**Exercise brief:**
Copy every line of the records below, requests included, scaling each bounding-box coordinate in the answers by 1.2 and rounding to the nearest whole number, with halves rounded up.
** start of Listing **
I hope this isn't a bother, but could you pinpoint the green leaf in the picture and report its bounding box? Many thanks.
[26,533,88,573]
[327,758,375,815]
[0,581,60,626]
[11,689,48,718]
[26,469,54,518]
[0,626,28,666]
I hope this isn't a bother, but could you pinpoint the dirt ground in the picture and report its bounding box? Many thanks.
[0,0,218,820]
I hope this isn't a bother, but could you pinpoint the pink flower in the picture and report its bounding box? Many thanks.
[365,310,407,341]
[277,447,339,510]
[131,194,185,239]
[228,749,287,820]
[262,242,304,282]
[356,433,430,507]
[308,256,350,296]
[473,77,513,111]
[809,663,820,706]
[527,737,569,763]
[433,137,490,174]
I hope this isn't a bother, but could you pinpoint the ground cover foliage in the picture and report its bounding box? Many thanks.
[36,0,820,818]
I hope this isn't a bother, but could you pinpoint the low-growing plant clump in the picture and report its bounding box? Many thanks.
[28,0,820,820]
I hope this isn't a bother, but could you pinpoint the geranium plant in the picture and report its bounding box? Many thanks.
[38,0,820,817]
** end of Listing **
**Written answer:**
I hope this isn't a bother, but could you pinpoint the green leaf in the picture and report its bounding box? Many thanks.
[31,640,106,688]
[392,910,450,978]
[0,697,72,751]
[13,827,58,862]
[31,563,65,622]
[0,751,34,799]
I hope this isn't a bother, but could you pinpoint the dirt ground in the picture and report its bounding box? Many thanks.
[0,0,262,984]
I hope this isn't a bother, but could you pinpoint the pink flower in the picture and report its bounding box? Many thanks.
[438,372,488,409]
[332,536,407,612]
[157,233,222,287]
[274,899,344,984]
[314,290,365,338]
[427,520,516,608]
[370,307,420,355]
[568,92,616,133]
[971,796,984,847]
[632,884,683,916]
[520,164,588,209]
I hope this isn't a bother, but could you pinpoint the ground cover foliage in the picture and report its bounding box? Many thanks.
[43,0,984,982]
I hope this isn't a bother, but could you pinpoint the low-growing plant clump in the picture and report its bounding box? Many thanks.
[34,0,984,984]
I hope this isn't a bother, but could you pinpoint the geranium plant in the picture and report its bounding box? Many thanks.
[46,0,984,980]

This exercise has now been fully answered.